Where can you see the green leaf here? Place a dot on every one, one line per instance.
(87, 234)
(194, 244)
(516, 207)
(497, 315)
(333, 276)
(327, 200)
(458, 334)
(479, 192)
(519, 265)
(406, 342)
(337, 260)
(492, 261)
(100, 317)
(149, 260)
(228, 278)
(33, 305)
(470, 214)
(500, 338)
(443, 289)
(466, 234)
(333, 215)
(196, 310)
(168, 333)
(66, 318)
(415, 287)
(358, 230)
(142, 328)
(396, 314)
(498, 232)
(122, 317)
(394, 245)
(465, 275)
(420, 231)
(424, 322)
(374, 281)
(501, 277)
*****
## DIRECTIONS
Please arrange every line of the records above as a JSON list of strings, with one string per line and any blank lines left out.

## FULL ANSWER
[
  "Where can you see the green leaf here? Place a dot on every one, one line per instance.",
  "(87, 234)",
  "(194, 244)",
  "(516, 207)",
  "(497, 315)",
  "(333, 276)",
  "(327, 200)",
  "(458, 334)",
  "(479, 192)",
  "(519, 265)",
  "(406, 342)",
  "(337, 260)",
  "(492, 261)",
  "(100, 317)",
  "(149, 260)",
  "(228, 278)",
  "(33, 305)",
  "(470, 214)",
  "(500, 338)",
  "(443, 289)",
  "(466, 234)",
  "(333, 215)",
  "(196, 310)",
  "(168, 333)",
  "(66, 318)",
  "(415, 287)",
  "(358, 230)",
  "(142, 328)",
  "(396, 314)",
  "(498, 232)",
  "(122, 317)",
  "(394, 245)",
  "(465, 275)",
  "(420, 231)",
  "(424, 322)",
  "(374, 281)",
  "(501, 277)"
]